» **Directions**
a - In the agreement clauses, how is a provision that is found invalid or unenforceable to be treated?
b - Please give the agreement clauses again, beginning at the words "10.3 Severability. If" and stopping after "of such provision.", and swap "Party" for "Signatory".

10.3 Severability. If any provision or portion thereof of this Agreement is determined to be invalid or unenforceable, the provision or portion shall be deemed to be severable from the remainder of this Agreement and shall not cause the invalidity or unenforceability of the remainder of this Agreement.
10.4 No Implied Waivers. The failure of either Party at any time to require performance by the other Party of any provision hereof shall not affect in any way the right to require such performance at any later time, nor shall the waiver by either Party of a breach of any provision hereof be taken or held to be a waiver of such provision.

(Stored entries)

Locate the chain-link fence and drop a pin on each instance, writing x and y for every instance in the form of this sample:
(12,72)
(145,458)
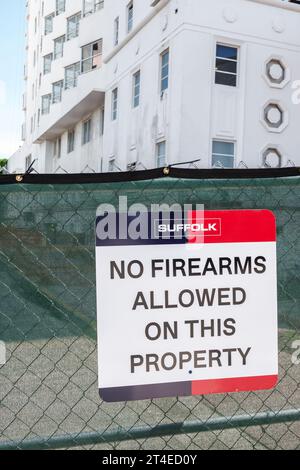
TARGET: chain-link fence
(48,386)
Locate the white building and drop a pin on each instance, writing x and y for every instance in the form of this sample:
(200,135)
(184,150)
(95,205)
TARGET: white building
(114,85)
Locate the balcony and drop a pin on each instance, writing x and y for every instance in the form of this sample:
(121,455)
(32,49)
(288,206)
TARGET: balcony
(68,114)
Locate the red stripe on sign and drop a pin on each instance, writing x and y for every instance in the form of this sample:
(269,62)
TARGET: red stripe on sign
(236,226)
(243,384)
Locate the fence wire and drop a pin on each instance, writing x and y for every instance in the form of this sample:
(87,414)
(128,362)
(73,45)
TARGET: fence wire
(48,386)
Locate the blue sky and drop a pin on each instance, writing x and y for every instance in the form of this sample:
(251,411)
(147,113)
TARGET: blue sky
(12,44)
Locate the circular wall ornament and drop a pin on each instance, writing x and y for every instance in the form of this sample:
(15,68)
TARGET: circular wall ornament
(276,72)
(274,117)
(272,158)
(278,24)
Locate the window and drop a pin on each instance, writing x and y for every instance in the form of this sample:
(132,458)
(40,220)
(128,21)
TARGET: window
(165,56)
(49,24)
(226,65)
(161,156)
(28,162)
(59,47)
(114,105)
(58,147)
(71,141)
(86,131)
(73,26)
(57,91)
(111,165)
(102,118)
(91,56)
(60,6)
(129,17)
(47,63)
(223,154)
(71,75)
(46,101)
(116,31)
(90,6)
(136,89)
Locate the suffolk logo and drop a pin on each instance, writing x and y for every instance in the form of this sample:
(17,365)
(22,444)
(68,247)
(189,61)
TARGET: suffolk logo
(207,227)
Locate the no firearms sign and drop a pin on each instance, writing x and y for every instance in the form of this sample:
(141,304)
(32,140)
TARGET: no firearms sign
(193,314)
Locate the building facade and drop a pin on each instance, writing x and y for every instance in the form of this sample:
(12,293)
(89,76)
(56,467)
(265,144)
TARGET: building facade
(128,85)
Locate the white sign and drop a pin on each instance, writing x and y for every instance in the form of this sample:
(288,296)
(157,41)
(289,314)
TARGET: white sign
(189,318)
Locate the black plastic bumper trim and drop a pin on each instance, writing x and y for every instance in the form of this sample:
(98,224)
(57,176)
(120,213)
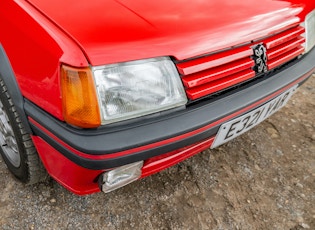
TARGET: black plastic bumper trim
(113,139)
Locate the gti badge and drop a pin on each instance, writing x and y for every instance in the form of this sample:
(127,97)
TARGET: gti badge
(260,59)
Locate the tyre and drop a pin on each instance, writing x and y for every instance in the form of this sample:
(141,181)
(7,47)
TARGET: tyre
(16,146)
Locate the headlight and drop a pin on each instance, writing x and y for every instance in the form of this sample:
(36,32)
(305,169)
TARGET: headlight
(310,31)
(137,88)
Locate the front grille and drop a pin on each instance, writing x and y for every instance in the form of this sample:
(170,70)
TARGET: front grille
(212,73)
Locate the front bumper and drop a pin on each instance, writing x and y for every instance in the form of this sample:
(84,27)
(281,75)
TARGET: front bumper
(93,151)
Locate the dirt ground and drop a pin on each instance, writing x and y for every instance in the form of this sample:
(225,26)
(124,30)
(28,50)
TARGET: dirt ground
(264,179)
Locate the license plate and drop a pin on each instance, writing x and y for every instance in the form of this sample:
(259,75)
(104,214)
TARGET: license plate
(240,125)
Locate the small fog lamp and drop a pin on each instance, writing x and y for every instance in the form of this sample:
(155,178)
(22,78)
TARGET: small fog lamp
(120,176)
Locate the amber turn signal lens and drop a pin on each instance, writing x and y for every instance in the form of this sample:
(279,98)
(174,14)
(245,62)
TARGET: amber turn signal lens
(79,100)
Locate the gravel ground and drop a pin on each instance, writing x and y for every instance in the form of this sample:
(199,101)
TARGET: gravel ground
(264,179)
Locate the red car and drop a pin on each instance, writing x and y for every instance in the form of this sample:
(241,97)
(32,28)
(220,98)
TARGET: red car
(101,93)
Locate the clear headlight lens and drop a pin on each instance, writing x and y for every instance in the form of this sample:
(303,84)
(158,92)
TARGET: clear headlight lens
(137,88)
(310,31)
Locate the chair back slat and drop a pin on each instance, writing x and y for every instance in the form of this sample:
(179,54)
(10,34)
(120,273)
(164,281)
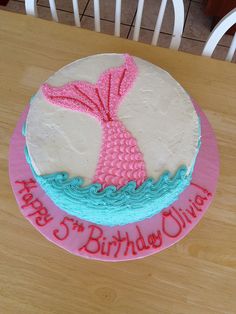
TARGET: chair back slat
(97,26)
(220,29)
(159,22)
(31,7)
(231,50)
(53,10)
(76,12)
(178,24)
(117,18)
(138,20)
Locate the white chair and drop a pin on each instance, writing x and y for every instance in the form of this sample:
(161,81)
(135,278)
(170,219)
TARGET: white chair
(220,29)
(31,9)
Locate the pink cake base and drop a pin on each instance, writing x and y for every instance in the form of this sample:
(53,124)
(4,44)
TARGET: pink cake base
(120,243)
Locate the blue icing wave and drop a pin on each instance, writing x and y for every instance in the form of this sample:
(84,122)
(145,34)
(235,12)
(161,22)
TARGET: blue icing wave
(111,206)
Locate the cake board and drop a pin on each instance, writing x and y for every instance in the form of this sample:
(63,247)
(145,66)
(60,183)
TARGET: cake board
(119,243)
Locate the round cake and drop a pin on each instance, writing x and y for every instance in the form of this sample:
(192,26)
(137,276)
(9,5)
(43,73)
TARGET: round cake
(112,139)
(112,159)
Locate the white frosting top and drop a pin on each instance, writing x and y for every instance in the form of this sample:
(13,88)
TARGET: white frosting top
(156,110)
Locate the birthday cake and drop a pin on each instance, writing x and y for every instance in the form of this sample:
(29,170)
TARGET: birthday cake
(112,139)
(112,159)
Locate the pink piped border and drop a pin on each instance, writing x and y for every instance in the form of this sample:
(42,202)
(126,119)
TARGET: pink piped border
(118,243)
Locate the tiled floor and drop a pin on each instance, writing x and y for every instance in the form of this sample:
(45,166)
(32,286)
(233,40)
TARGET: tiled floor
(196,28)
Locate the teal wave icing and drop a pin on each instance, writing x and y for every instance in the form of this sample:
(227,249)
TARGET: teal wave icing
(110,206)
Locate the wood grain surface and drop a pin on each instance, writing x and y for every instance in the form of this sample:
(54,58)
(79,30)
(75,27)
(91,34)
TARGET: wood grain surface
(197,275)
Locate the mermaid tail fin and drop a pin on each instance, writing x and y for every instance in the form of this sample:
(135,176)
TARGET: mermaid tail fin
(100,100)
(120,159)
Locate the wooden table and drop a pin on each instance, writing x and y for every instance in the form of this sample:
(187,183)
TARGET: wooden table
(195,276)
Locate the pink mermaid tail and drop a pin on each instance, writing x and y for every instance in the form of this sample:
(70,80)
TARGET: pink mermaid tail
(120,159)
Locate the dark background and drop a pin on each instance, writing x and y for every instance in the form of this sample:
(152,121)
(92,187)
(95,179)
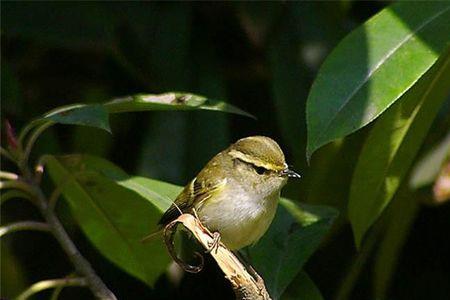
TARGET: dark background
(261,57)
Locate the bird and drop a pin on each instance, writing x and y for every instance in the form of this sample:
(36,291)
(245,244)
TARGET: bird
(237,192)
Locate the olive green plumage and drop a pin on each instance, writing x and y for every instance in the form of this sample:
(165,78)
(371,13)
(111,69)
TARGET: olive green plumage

---

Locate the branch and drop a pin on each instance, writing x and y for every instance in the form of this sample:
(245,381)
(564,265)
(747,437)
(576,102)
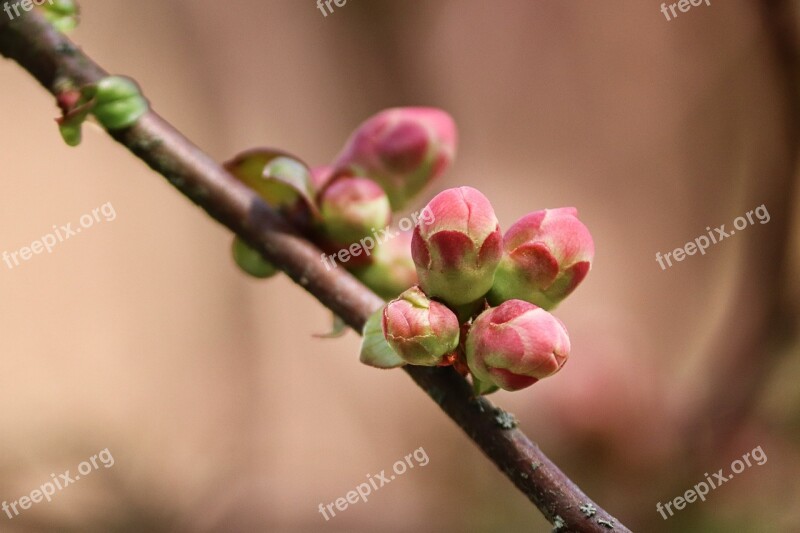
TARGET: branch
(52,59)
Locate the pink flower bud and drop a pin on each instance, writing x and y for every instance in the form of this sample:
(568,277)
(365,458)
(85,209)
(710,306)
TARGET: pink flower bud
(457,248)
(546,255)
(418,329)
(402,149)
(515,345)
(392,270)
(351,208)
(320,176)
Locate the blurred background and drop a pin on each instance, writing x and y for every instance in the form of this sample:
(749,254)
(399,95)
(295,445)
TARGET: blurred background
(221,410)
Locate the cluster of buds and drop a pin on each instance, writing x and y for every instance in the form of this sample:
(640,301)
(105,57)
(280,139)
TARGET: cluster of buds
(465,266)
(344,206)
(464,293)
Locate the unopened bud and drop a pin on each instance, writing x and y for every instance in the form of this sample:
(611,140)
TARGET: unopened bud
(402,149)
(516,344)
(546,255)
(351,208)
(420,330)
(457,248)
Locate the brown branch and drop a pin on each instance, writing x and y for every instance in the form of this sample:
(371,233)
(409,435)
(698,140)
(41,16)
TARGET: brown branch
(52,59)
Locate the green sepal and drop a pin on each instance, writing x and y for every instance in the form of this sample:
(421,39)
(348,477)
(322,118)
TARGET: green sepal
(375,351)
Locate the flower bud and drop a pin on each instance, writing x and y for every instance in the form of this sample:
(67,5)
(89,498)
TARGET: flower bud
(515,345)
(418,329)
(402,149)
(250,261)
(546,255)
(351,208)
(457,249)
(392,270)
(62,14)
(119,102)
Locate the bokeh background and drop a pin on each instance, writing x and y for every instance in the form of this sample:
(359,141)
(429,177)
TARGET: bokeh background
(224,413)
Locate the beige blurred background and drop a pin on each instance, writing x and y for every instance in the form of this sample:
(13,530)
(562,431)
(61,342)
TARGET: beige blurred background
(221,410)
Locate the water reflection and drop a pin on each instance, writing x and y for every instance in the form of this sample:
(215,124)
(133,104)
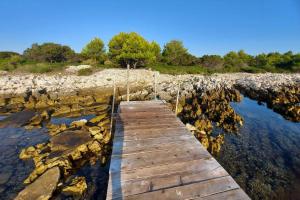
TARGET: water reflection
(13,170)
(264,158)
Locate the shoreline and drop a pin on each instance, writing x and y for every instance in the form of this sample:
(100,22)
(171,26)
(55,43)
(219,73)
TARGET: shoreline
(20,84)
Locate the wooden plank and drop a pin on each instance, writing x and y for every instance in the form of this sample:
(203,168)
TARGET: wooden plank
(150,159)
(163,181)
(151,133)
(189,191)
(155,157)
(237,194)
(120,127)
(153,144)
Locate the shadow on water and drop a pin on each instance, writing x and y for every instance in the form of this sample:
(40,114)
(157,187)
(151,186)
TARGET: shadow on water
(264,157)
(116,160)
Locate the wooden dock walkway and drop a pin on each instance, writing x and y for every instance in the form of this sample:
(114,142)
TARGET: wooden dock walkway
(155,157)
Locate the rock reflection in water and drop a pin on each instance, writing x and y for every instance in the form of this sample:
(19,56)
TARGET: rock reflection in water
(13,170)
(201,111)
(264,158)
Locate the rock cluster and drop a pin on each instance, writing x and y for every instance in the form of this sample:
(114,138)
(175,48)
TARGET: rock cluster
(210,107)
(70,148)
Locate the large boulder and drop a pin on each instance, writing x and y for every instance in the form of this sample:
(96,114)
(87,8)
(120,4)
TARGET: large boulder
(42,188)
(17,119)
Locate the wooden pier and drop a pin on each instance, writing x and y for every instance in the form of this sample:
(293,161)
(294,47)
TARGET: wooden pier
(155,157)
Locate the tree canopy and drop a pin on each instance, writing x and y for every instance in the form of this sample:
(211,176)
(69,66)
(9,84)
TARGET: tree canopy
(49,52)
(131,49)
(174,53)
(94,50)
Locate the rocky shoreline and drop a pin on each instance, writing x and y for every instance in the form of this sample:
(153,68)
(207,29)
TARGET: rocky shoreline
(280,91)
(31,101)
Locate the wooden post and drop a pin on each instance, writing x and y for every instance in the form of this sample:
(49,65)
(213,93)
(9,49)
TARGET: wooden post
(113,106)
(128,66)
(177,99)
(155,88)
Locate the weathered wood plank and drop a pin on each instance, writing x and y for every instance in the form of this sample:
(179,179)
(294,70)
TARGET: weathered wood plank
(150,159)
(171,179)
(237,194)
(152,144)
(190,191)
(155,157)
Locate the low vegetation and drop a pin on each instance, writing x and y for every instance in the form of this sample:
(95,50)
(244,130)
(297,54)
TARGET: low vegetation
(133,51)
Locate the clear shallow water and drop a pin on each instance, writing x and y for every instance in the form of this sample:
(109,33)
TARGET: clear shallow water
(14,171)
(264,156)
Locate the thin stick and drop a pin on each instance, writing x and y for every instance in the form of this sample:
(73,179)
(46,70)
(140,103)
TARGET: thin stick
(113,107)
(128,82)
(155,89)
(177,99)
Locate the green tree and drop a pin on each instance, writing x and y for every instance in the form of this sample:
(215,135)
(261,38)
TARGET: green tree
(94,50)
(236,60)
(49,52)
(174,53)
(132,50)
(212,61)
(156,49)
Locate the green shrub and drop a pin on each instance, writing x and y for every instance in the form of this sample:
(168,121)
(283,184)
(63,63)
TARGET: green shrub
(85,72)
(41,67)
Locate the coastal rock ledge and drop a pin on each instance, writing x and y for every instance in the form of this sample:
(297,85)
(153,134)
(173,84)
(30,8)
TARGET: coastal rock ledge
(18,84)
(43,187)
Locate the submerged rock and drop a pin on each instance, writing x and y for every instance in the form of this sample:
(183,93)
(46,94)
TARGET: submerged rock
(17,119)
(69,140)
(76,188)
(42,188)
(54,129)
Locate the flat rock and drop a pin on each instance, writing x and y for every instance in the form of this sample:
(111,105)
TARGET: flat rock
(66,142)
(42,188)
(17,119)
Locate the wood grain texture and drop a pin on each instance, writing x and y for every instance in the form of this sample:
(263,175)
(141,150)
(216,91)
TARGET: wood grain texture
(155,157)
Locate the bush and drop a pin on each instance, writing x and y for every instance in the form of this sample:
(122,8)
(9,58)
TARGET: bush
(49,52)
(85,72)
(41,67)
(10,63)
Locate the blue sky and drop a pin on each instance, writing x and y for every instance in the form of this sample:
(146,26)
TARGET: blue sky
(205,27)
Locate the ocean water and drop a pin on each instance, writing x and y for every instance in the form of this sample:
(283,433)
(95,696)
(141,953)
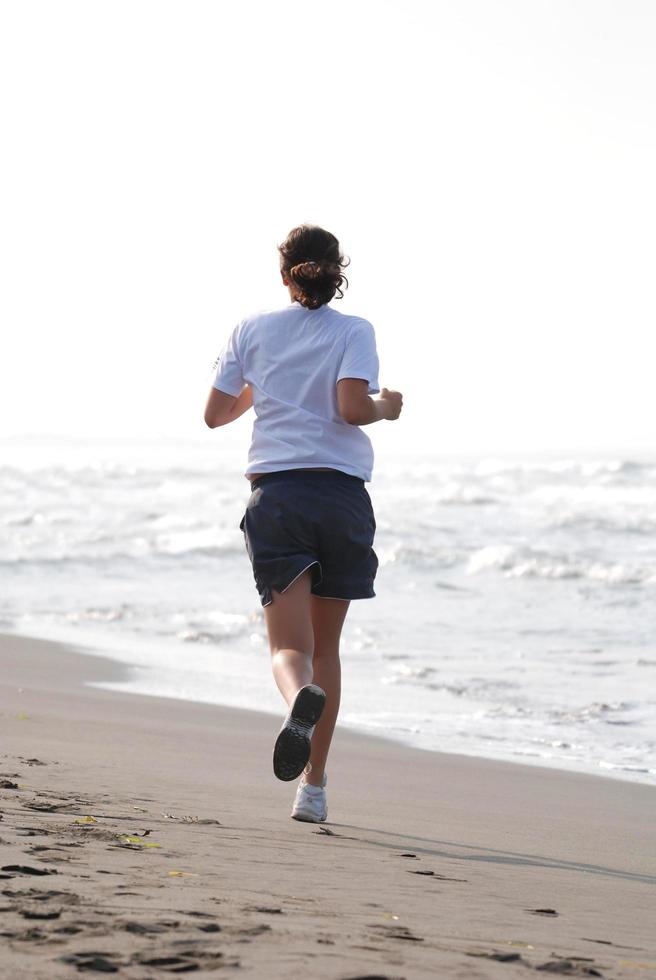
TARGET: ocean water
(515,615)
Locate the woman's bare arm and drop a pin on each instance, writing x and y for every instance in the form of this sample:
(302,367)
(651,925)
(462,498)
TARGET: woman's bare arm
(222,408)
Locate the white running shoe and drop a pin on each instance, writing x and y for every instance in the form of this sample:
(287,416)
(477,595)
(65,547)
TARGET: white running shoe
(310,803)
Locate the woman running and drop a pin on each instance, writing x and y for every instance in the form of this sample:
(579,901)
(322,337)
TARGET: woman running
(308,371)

...

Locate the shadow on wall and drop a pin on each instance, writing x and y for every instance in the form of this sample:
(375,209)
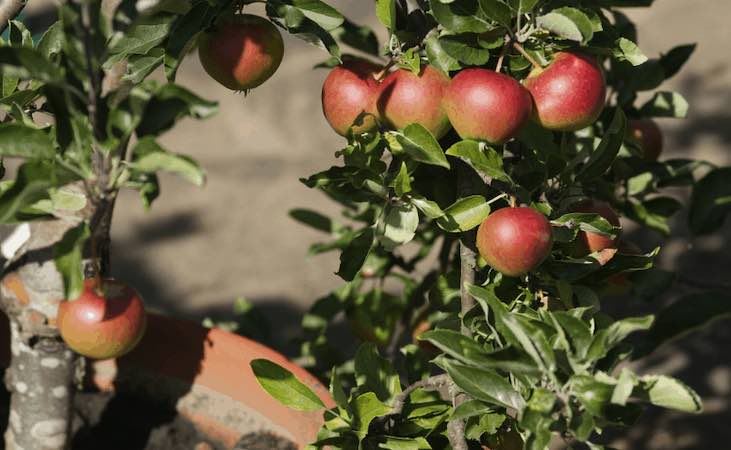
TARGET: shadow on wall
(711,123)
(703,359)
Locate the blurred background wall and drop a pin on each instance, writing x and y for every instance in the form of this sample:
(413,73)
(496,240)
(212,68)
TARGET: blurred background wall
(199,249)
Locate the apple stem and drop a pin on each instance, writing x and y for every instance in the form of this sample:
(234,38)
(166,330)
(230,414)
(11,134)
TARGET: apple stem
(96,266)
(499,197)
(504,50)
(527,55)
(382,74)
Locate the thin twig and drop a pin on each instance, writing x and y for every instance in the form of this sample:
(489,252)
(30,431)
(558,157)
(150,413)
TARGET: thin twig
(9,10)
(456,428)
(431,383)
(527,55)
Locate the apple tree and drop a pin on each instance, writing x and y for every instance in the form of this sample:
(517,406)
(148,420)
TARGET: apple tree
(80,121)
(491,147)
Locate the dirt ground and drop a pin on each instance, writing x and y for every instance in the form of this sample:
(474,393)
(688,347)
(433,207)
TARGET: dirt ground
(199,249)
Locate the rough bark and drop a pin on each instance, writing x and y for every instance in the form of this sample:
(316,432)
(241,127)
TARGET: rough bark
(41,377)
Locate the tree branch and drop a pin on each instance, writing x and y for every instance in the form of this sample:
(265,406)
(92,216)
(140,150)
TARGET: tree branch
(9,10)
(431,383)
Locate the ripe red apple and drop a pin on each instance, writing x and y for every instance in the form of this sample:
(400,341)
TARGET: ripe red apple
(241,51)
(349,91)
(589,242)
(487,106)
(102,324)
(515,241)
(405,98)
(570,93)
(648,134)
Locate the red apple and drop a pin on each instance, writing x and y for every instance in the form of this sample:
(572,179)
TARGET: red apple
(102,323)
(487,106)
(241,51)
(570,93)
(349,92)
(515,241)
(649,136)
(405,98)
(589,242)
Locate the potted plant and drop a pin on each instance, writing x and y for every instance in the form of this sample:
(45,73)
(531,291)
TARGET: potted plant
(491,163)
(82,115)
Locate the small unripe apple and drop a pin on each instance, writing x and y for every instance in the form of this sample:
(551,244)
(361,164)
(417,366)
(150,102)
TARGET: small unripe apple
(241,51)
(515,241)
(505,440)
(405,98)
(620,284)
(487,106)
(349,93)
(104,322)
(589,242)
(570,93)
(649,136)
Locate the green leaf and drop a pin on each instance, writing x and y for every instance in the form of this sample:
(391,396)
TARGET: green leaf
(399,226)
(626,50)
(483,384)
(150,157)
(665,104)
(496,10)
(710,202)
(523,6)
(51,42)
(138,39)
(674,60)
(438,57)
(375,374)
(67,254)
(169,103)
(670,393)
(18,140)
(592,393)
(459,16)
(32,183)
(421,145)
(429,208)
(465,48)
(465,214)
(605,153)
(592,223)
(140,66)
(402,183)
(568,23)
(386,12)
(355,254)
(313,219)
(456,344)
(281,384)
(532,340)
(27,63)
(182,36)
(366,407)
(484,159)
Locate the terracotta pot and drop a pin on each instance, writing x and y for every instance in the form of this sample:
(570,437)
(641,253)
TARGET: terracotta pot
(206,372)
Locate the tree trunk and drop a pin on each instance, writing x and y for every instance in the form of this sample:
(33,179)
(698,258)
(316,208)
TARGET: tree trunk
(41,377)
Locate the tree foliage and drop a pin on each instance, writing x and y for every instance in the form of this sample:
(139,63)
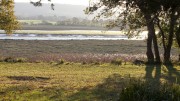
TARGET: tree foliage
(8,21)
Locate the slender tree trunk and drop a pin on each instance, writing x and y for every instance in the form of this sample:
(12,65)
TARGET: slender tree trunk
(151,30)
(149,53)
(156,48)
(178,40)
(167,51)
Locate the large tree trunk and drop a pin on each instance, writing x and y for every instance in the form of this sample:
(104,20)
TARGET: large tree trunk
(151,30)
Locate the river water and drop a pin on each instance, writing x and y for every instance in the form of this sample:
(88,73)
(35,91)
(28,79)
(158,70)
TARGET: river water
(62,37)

» **Solutions below**
a - It is deemed severable from the rest of the Agreement.

b -
10.3 Severability. If any provision or portion thereof of this Agreement is determined to be invalid or unenforceable, the provision or portion shall be deemed to be severable from the remainder of this Agreement and shall not cause the invalidity or unenforceability of the remainder of this Agreement.
10.4 No Implied Waivers. The failure of either Signatory at any time to require performance by the other Signatory of any provision hereof shall not affect in any way the right to require such performance at any later time, nor shall the waiver by either Signatory of a breach of any provision hereof be taken or held to be a waiver of such provision.